> TASK REQUIREMENTS:
• 1. Decide whether each statement below agrees with the passage about the Duchess of York, answering yes or no and quoting the deciding words of the passage: (a) The Duchess married in July 1986. (b) The Duchess was staying at Kensington Palace when the photographs were published. (c) Princess Margaret expressed her fury to the Duchess directly over the telephone.
• 2. Answer these questions from the passage about the Duchess of York:
(a) Among the women in the order of royal precedence, in what position did the Duchess stand after her wedding?
(b) What did she put on in place of the flowers that had anchored her veil?
(c) At what time did she go down to apologize to the Queen?
• 3. Set down, word for word, the part of the passage about the Duchess of York that opens with the words "While we signed" and closes with "as a Princess.".

+++ SELECTED PASSAGE

Yet it had all begun so well. The Duchess of York’s autobiographical account of the moment she exchanged wedding vows in July 1986 sounds a triumphant note, almost as though she had just come from the back of the field to reach the final of the hundred-yard Windsor sprint:

In a trice, I had become Princess Andrew and the Duchess of York, as well as the Countess of Inverness and Baroness of Killyleagh. In the order of royal precedence I now outranked Anne and Margaret; among the women I stood fourth, behind the Queen, the Queen Mother, and the Princess of Wales.

While we signed the marriage books, I replaced the flowers that had anchored my veil with a diamond tiara for my return trip down the aisle. It was my time to be Cinderella. I had stepped up as the country girl, now I would walk back as a Princess.

But her triumph was to be short-lived. In 1992 a newspaper carried photographs of her topless with her ‘financial adviser’ John Bryan. The main photograph, published throughout the known world, had a surreal quality about it, the bald head of the businessman looking uncannily like another big toe.

On the morning of the publication of the Daily Mirror exclusive – ‘FERGIE’S STOLEN KISSES’ – the Duchess was staying at Balmoral. Forewarned, she took breakfast in her bedroom, creeping down to apologise to the Queen at 9.30 a.m. The Queen, she recalled, was ‘furious’. At dinner that evening, she felt that everyone was staring at her. ‘I knew they must be seeing me topless, or being nuzzled by a bald American. The courtiers eyed me sneakily, discreetly. The butlers and footmen gaped, and I felt naked in their sight … I felt disgust in that dining room and a queasy fascination, as if they were looking at a burn victim.’

Down in Kensington Palace, Princess Margaret took the publication of the Duchess’s topless photographs particularly hard. ‘She was more furious than I have ever seen her,’ noted one visitor. ‘And that is saying something.’ Over the telephone, Margaret impressed her fury on the Queen, who dutifully passed it on to the Duchess.

++++++
+++ MATERIAL PROVIDED

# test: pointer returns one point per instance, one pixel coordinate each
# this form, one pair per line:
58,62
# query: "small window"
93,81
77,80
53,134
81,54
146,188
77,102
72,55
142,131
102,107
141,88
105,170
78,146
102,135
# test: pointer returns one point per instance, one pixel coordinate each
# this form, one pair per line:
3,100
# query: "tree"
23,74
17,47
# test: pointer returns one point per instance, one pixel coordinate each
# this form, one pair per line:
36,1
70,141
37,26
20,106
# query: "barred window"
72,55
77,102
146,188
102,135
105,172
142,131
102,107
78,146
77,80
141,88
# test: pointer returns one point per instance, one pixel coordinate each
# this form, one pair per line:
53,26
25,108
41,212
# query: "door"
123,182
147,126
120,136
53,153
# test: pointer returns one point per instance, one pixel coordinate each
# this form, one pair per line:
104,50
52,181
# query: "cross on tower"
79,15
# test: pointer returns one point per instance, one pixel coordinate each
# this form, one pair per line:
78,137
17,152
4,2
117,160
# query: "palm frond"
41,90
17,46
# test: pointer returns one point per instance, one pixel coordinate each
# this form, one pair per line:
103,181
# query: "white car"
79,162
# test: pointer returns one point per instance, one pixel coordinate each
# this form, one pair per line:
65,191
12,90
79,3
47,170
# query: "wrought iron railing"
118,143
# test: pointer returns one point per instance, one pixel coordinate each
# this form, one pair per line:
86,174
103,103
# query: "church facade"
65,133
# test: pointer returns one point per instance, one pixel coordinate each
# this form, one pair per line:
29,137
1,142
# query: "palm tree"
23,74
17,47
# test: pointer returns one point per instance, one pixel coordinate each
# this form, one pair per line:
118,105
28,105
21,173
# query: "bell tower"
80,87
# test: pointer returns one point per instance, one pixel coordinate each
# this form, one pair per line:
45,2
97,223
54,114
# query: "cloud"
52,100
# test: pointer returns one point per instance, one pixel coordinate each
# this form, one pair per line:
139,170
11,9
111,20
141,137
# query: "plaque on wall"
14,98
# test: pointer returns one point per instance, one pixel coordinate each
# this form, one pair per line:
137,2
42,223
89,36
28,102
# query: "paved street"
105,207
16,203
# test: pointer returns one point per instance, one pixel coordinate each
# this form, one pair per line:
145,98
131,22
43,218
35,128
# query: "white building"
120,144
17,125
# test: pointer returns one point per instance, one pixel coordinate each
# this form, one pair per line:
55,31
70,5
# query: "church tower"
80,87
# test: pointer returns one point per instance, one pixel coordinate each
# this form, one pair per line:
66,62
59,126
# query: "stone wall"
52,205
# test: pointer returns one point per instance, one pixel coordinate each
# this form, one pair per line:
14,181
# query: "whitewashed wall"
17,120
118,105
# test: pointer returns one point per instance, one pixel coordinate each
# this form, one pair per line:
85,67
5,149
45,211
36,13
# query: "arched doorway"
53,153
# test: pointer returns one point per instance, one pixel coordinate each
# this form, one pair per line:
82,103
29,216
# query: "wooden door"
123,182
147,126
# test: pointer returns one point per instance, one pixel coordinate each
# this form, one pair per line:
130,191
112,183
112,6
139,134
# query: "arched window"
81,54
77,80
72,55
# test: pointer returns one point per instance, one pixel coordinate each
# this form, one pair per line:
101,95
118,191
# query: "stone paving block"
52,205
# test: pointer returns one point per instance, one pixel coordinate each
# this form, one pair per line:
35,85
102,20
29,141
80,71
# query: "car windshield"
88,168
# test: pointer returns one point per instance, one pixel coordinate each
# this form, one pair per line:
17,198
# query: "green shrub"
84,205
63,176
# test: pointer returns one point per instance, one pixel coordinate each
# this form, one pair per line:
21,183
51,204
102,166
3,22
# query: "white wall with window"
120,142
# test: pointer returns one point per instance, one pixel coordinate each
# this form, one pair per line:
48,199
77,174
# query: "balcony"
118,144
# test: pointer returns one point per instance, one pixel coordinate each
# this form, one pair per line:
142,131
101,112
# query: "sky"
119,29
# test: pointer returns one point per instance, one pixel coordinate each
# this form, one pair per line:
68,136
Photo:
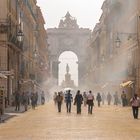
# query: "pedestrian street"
45,123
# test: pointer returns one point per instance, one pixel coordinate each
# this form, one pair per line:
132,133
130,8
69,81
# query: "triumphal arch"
68,37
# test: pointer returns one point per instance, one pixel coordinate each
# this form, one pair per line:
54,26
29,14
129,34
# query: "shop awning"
3,76
128,83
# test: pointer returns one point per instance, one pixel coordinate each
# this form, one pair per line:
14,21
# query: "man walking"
59,99
78,101
135,101
68,100
90,103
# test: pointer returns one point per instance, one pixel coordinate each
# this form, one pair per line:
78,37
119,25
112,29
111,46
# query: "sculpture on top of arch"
68,22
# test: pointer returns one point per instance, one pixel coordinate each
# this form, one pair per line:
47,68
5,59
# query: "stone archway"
68,37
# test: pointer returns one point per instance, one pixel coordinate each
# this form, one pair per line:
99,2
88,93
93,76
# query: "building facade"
23,59
116,39
68,37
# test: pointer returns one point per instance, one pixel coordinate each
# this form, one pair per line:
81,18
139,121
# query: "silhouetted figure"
78,101
99,99
85,98
33,100
17,101
25,100
116,98
68,100
59,99
124,99
109,98
36,100
42,98
103,98
135,101
90,103
54,98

++++++

> TASK-BY-TASK OUTPUTS:
• 1.
(a) Yes: "exchanged wedding vows in July 1986"
(b) No: "the Duchess was staying at Balmoral"
(c) No: "Over the telephone, Margaret impressed her fury on the Queen, who dutifully passed it on to the Duchess."

• 2.
(a) Fourth
(b) A diamond tiara
(c) 9.30 a.m.

• 3.
While we signed the marriage books, I replaced the flowers that had anchored my veil with a diamond tiara for my return trip down the aisle. It was my time to be Cinderella. I had stepped up as the country girl, now I would walk back as a Princess.